+++ Provided passage +++

I have just had a truly fantastic weekend. I met up with a bunch of former Royal Navy communications and intelligence department colleagues that I had, with one exception, not seen for 30 years. Nothing very highbrow, it involved drinking, reminisces, tall stories (“dits” in naval parlance) and lots of fun. A whole heap of discussion took place about what we used to do and how we used to work together, learn from each other and improve upon what we did.

Nowadays this would be called sharing best practice. All branches of the military have always been keen on building excellence, practicing constantly what they do to improve and building close and productive bonds.

I humbly suggest that is why the UK military, of whatever branch, share an excellent worldwide reputation for professionalism in virtually any activity or role they find themselves deployed to do.

Fast forward to this week and I attended a regular meeting of like-minded advisers in London within a group I am a member of. All attendees are principals within their own firms,  strive for excellence and abide by the group rules which stipulate we must share experience, detail and even financial information upon request.

+++ Record extracts +++

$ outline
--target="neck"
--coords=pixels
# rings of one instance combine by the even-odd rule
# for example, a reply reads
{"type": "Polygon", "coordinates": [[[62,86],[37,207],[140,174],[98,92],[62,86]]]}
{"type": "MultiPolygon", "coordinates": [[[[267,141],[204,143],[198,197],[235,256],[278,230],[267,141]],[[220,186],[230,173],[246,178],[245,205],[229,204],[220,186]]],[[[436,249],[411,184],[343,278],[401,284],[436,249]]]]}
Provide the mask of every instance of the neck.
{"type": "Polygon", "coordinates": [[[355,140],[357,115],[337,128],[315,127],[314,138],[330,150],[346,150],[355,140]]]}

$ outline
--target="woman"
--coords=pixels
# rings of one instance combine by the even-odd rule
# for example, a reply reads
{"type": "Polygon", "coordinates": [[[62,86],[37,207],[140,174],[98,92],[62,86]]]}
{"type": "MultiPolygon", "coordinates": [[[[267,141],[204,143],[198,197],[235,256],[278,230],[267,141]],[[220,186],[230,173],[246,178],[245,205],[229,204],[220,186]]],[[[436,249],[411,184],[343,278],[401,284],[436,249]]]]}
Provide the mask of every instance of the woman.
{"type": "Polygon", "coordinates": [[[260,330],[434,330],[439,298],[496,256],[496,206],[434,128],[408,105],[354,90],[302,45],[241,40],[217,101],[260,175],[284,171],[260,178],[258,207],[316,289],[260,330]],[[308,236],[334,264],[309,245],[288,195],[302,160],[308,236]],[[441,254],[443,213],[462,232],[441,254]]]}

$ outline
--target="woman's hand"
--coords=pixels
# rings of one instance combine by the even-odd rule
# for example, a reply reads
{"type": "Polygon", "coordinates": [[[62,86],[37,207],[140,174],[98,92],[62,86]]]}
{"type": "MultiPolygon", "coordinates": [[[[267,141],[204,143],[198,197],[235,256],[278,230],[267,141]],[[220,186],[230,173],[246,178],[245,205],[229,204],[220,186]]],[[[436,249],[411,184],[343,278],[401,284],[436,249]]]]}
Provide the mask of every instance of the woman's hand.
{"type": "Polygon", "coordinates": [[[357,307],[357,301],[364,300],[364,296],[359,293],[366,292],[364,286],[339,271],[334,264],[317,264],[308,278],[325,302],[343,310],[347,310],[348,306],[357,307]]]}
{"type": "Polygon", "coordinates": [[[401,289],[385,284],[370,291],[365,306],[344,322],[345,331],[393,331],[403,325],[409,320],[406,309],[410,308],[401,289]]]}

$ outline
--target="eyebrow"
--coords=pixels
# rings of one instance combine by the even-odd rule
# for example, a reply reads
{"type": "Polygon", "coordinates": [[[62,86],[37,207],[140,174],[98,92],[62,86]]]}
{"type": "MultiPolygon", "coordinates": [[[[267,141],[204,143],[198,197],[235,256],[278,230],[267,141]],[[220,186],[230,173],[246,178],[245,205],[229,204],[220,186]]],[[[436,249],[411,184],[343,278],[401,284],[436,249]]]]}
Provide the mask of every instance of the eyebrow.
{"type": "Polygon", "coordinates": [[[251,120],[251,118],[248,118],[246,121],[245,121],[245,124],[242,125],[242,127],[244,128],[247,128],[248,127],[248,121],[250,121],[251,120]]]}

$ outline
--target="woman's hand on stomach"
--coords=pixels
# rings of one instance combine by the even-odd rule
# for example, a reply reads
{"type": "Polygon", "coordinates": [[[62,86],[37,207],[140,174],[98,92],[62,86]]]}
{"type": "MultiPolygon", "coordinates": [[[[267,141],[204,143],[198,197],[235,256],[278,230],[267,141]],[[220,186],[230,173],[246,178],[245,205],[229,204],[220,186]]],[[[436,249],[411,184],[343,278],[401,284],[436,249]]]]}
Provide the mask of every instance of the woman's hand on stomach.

+++

- _What to work on_
1/ Repeat the naval reunion passage word for word, starting with "I humbly suggest" and going on through "deployed to do.".
2/ According to the naval reunion passage, what is a tall story called in naval parlance?

- _Solution set_
1/
I humbly suggest that is why the UK military, of whatever branch, share an excellent worldwide reputation for professionalism in virtually any activity or role they find themselves deployed to do.

2/ A "dit."